__Supplied information__
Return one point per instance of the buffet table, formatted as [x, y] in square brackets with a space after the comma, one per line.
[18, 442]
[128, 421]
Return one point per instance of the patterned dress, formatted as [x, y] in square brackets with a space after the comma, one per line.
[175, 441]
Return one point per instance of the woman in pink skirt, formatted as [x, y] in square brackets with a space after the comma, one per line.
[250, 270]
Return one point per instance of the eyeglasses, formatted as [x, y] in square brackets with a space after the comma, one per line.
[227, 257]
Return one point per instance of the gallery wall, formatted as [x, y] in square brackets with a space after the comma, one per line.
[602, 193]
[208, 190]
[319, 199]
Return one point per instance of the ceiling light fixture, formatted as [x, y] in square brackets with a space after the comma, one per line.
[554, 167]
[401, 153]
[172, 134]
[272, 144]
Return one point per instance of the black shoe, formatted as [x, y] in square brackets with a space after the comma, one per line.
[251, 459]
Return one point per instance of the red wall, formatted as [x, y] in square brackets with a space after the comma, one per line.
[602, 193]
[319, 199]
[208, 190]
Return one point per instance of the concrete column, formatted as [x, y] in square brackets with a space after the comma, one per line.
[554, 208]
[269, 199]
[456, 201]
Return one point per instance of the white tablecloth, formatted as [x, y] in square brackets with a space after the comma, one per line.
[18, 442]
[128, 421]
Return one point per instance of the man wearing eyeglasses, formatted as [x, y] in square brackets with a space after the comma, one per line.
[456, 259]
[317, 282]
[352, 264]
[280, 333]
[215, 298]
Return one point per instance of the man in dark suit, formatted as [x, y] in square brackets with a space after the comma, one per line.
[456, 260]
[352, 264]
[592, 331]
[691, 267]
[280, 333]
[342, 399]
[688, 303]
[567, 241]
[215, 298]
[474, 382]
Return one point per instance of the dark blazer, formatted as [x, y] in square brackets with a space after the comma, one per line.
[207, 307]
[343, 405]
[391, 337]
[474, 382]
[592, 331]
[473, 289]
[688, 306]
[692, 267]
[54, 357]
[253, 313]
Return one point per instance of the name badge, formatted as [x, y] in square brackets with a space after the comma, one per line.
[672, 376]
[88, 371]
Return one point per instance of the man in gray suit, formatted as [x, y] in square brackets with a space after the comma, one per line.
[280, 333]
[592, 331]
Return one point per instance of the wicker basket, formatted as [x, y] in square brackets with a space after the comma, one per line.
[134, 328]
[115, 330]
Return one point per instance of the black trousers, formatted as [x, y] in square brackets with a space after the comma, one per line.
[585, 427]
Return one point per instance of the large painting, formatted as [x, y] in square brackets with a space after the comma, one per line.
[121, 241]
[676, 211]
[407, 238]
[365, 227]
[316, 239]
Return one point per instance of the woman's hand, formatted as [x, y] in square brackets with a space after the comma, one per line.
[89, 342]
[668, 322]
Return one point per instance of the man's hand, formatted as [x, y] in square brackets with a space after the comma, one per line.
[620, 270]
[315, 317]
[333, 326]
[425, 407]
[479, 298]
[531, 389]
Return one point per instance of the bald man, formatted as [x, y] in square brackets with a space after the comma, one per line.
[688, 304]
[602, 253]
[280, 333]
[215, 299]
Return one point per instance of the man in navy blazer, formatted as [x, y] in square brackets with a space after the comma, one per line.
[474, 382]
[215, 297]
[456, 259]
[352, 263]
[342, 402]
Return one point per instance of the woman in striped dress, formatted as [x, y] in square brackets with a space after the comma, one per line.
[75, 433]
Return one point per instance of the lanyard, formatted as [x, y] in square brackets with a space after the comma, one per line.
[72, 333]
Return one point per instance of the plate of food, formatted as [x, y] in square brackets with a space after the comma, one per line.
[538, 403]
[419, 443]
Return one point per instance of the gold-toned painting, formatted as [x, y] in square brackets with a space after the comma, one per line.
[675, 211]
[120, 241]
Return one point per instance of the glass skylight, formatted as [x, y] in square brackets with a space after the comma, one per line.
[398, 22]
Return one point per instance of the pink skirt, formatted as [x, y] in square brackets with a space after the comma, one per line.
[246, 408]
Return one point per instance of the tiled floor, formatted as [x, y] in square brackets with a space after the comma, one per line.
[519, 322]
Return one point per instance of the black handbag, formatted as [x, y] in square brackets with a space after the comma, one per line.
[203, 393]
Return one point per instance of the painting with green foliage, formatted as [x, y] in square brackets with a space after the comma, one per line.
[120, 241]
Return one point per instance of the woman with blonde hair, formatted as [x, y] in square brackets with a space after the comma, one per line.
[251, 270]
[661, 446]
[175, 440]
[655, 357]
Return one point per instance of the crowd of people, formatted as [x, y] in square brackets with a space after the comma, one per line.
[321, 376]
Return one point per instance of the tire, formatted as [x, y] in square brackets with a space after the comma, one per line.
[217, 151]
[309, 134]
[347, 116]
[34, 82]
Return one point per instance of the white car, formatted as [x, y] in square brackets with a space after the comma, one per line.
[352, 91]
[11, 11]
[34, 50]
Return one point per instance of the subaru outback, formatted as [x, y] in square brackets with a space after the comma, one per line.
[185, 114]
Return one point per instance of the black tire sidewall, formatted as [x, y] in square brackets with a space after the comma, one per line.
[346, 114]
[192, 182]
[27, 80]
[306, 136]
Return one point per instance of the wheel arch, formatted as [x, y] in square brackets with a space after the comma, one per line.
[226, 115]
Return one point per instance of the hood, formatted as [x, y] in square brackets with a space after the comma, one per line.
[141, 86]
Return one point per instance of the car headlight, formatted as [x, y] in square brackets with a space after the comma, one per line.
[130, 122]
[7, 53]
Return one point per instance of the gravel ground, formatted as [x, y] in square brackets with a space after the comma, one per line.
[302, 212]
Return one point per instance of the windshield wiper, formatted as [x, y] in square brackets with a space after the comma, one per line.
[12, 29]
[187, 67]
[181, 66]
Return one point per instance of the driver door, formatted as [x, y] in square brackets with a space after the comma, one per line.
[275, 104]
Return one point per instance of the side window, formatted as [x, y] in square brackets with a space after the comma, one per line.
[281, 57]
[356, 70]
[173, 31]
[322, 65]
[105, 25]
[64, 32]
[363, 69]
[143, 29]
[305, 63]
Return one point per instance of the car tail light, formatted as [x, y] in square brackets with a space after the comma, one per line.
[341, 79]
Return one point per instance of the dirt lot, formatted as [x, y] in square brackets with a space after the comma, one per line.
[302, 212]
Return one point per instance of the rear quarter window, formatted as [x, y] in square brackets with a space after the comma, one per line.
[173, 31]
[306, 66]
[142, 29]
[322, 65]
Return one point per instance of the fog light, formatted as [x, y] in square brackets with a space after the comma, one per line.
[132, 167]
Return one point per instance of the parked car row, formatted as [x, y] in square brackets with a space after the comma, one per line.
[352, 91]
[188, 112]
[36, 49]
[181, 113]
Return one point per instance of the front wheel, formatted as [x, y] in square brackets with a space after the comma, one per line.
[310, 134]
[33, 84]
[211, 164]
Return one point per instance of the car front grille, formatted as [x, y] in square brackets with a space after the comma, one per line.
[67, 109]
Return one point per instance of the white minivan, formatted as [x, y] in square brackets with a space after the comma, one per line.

__Prompt__
Present all of the data above as a numbered list, leaving out any blank lines.

__Task response__
1. Return one point per instance of the buffet table, formatted as [x, y] in square brackets with a space after the comma, one per line.
2. [18, 442]
3. [128, 421]
4. Return one point per instance of the patterned dress, formatted as [x, y] in square brackets with a space after the comma, one per line.
5. [175, 441]
6. Return one point per instance of the woman in pink skirt, formatted as [x, y] in square brackets with a space after the comma, one per line.
7. [250, 270]
8. Return one point per instance of the eyeglasses, formatted as [x, y] in square brackets with a space after the comma, one per line.
9. [227, 257]
10. Return one point per instance of the gallery wall, formatted as [x, y] in square brackets with a space after the comma, one per line.
11. [602, 193]
12. [208, 190]
13. [319, 199]
14. Return one point per instance of the ceiling light fixture, formatted as [x, y] in square brackets with a space after the comma, one per line.
15. [554, 167]
16. [401, 153]
17. [172, 134]
18. [272, 144]
19. Return one point per instance of the black shoe, formatted as [x, y] in square brackets with a space after the comma, one per line.
20. [251, 459]
21. Return one point per instance of the red wall, formatted as [x, y] in square brackets with a space after the comma, one per line.
22. [602, 193]
23. [319, 199]
24. [208, 190]
25. Return one point per instance of the concrete column, formatted as [x, y] in square brackets with a space after the comma, one per line.
26. [554, 208]
27. [269, 199]
28. [456, 201]
29. Return one point per instance of the white tablecloth, formatted as [x, y] in square brackets with a space after the comma, one per line.
30. [18, 442]
31. [128, 421]
32. Return one point per instance of the man wearing eyeglasses, formatted as [x, y] in square brackets with a space after the comma, one per line.
33. [456, 259]
34. [317, 282]
35. [352, 264]
36. [280, 333]
37. [215, 298]
38. Return one point per instance of the man in dark suit, formatted as [x, y] in square brackets with a space after the comma, one per line.
39. [456, 260]
40. [352, 264]
41. [592, 331]
42. [691, 267]
43. [280, 333]
44. [342, 399]
45. [688, 303]
46. [567, 241]
47. [215, 298]
48. [474, 382]
49. Return one point per instance of the dark blazer, formatted as [x, y] in square brackets with a space after the comma, one per line.
50. [207, 307]
51. [343, 405]
52. [391, 337]
53. [474, 382]
54. [592, 331]
55. [473, 289]
56. [688, 306]
57. [692, 267]
58. [54, 357]
59. [253, 313]
60. Return one point per instance of the name badge, formatted as [x, y] in square brackets with a space after the comma, one per line.
61. [672, 376]
62. [88, 371]
63. Return one point per instance of the man in gray suit, formatted as [x, y] in square brackets with a space after the comma, one per line.
64. [280, 333]
65. [592, 331]
66. Return one point per instance of the wicker basket, formatted as [x, y] in square brackets with a space after the comma, one per line.
67. [134, 328]
68. [115, 330]
69. Return one point per instance of the black trousers, formatted as [x, y] in square brackets with a space after the comma, one per line.
70. [585, 427]
71. Return one point per instance of the large painting, formatted as [x, y] in square brackets with a space after the comma, one per line.
72. [121, 241]
73. [676, 211]
74. [407, 238]
75. [365, 227]
76. [316, 239]
77. Return one point per instance of the woman's hand, formatted as [x, y] in square brackets with a space after the comma, one per line.
78. [89, 342]
79. [668, 322]
80. Return one point per instance of the man's hand, formatted as [x, y] in square brackets with a space after the comma, one per line.
81. [620, 270]
82. [315, 317]
83. [333, 326]
84. [425, 407]
85. [479, 298]
86. [531, 389]
87. Return one point per instance of the bald man, formatted as [x, y] in square brackets with a space after the comma, one per line.
88. [688, 304]
89. [602, 253]
90. [280, 333]
91. [215, 299]
92. Return one point per instance of the man in navy blazer, formatted as [x, y] in square brackets with a space after the comma, one per line.
93. [474, 382]
94. [215, 297]
95. [456, 259]
96. [352, 263]
97. [342, 402]
98. Return one point per instance of the woman in striped dress, formatted as [x, y] in square brackets with a space after the comma, one per line.
99. [75, 433]
100. Return one point per instance of the lanyard, formatted as [x, y] in square brackets with a space after the comma, one per line.
101. [72, 333]
102. Return one point per instance of the plate of food, formatted as [x, y] in square brackets with a space after the comma, one per line.
103. [538, 403]
104. [419, 443]
105. Return one point per instance of the gold-toned painting, formatted as [x, y] in square brackets with a space after the comma, one per line.
106. [675, 211]
107. [120, 241]
108. Return one point per instance of the glass skylight, formatted as [x, y] in square brackets with a space after the comma, one per line.
109. [398, 22]
110. Return one point per instance of the pink skirt, formatted as [x, y] in square brackets with a space after the comma, one per line.
111. [246, 408]
112. Return one point per instance of the tiled floor, formatted as [x, y] in square brackets with a space after the comma, one per line.
113. [519, 322]
114. Return one point per instance of the black handbag, formatted as [x, y] in square brackets with a space after the comma, one per line.
115. [203, 393]
116. Return one point per instance of the painting with green foliage, formatted as [x, y] in square brackets with a space after the comma, one per line.
117. [120, 241]
118. Return one point per instance of the woman with blonde hair, formatted as [x, y] in square brackets with a space after the comma, one per line.
119. [251, 270]
120. [661, 446]
121. [175, 440]
122. [655, 357]
123. Return one point per instance of the crowd of people, formatted as [x, y] in square brackets with a space after the comma, one per line.
124. [321, 376]
125. Return one point per instance of the tire, formatted as [x, y] in square brackets with a space after the comma, one per line.
126. [217, 151]
127. [309, 134]
128. [347, 116]
129. [34, 82]
130. Return one point per instance of the white car, formatted as [x, y] in square brackets with a space after the comma, one per line.
131. [352, 91]
132. [11, 11]
133. [34, 50]
134. Return one point per instance of the subaru outback, formatted as [x, y] in square brackets with a space after the comma, one per line.
135. [185, 114]
136. Return one point per instance of the black tire sidewall, formatted as [x, y] in square brackets with a space after the comma, one per line.
137. [346, 114]
138. [192, 182]
139. [27, 80]
140. [306, 136]
141. Return one point per instance of the wheel arch, formatted as [x, y] in square brackets with a space after the comma, one per line.
142. [226, 115]
143. Return one point per instance of the hood, formatted as [x, y] in square brackets with a space after the comma, one per line.
144. [141, 86]
145. Return one point per instance of the car headlight, formatted as [x, y] in square brackets with a space after the comma, one per line.
146. [130, 122]
147. [7, 53]
148. Return one point per instance of the gravel ground, formatted as [x, y] in square brackets with a space after the comma, one per line.
149. [302, 212]
150. Return one point per instance of the windshield wiper, formatted as [x, y] in square brackets with a space after the comma, one per line.
151. [12, 29]
152. [187, 67]
153. [181, 66]
154. Return one point per instance of the driver door, formatted as [x, y] in square brackets with a space after the comma, one per line.
155. [275, 104]
156. Return one point per instance of the side window, formatted as [x, y] in square brackets with a space after the comma, one per line.
157. [281, 57]
158. [356, 70]
159. [173, 31]
160. [322, 65]
161. [105, 25]
162. [64, 32]
163. [363, 69]
164. [143, 29]
165. [305, 63]
166. Return one point per instance of the car tail light, formatted as [x, y] in square brackets with a space after the comma, one per line.
167. [341, 79]
168. Return one point per instance of the dirt lot, formatted as [x, y] in square brackets with a space after the comma, one per line.
169. [302, 212]
170. Return one point per instance of the rear quarter window, formatted as [x, y] in square brackets with a space after the comma, one per line.
171. [173, 31]
172. [306, 66]
173. [142, 29]
174. [322, 65]
175. Return one point per instance of the fog light, formatted as [x, y] in square brackets with a space after the comma, one per line.
176. [132, 167]
177. Return one point per instance of the parked car row, formatted as [x, y] in square brackets with a space after the comma, one per line.
178. [352, 91]
179. [188, 112]
180. [36, 49]
181. [181, 113]
182. Return one point per instance of the front wheel, formatted as [x, y] in square brackets with a space after the comma, one per line.
183. [310, 134]
184. [33, 84]
185. [211, 164]
186. Return one point per instance of the car front grille, formatted as [x, y] in square brackets with a space after the comma, one per line.
187. [67, 109]
188. Return one point per instance of the white minivan, formatted as [x, y] in square brackets with a space after the comma, one per line.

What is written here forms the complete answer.